┌──

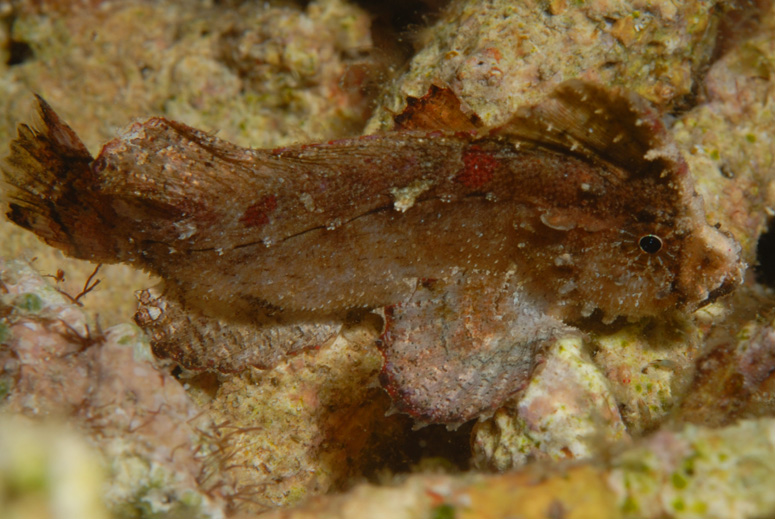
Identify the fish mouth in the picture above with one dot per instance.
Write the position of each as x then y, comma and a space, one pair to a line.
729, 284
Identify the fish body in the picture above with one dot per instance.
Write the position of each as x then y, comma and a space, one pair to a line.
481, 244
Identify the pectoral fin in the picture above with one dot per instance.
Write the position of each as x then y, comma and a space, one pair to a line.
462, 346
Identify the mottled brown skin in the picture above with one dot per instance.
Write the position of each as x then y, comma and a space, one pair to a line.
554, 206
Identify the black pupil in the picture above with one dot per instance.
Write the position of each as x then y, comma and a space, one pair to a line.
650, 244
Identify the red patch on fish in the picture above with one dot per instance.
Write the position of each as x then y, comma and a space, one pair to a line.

└──

* [TASK DIRECTIONS]: Write out all of the data above again, requests included, but scale every x and y coordinate in the answers by 2.25, rounding each to a whole number with halves going up. Leave the pictures out.

* [RIGHT ANSWER]:
Identify the fish mouth in the picture above with one dot per instance.
Write the position of each as x then y, comma and a space, one pair to a line.
1640, 639
Identify the fish body in the picture above with one dot per instance.
Write the position of each as x then y, comma and a space, one pair to a line.
1082, 549
Identify the pectoral fin in the picture above with one dot per instance.
Write the position of each as x then y, comma and a space, one pair to a line.
1040, 779
Identify the mottled brown skin in the picture above with one dot per instance.
Write the position of each as x then y, comma and a space, one pair to a line.
1247, 464
Identify the black pupil in the picture above with one dot per instance.
Write the position of each as x then y, comma and a space, one pair to a line.
1463, 549
Identify the red patch on fish in the picture above with one dot per instance.
Write the position of each as x then y, comma and a space, one pair to a line.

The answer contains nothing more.